Each line from the one that contains "Mark the high-rise" through the end of the entries should be repeated exactly, with nothing added.

*** THE RECORDS ***

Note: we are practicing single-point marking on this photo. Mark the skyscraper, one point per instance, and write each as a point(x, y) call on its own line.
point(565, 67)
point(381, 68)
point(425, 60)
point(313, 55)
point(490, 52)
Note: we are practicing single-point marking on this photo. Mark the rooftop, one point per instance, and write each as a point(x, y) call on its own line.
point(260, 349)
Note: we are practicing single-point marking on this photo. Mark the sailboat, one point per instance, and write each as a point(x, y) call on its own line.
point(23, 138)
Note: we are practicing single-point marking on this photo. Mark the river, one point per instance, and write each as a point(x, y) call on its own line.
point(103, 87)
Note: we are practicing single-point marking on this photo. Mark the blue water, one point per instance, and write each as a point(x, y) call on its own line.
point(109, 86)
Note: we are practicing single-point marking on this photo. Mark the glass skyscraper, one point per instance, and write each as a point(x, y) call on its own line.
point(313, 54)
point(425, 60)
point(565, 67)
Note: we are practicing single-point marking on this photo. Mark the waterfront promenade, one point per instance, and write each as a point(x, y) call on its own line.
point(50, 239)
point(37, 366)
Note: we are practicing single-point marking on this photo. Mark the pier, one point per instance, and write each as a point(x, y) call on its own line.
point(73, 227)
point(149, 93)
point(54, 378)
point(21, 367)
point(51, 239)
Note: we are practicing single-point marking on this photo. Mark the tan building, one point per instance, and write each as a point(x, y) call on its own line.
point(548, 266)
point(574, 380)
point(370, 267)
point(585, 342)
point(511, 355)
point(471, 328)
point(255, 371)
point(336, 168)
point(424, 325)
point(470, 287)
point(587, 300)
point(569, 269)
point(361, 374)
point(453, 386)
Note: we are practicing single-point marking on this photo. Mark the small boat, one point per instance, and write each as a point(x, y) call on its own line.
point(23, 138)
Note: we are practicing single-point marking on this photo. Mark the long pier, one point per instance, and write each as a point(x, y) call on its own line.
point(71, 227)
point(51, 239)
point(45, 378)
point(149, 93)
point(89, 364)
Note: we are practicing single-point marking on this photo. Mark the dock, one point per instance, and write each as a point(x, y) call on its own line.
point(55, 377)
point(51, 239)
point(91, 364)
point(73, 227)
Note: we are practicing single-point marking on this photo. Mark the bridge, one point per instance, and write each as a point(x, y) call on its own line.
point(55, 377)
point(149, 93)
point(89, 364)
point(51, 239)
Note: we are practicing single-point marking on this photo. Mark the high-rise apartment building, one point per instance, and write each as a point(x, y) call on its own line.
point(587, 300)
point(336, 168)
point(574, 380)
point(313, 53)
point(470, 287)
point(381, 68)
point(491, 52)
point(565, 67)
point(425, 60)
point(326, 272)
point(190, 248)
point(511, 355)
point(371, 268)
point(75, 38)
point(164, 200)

*** End of THE RECORDS ***

■ **ANSWER SECTION**
Note: we are practicing single-point marking on this photo. Mark the high-rise apartment building, one point per instance, and write each as a point(x, y) call on its own line.
point(587, 300)
point(336, 168)
point(574, 380)
point(313, 53)
point(470, 287)
point(381, 68)
point(491, 52)
point(565, 67)
point(425, 60)
point(326, 272)
point(190, 248)
point(511, 355)
point(371, 268)
point(75, 38)
point(164, 200)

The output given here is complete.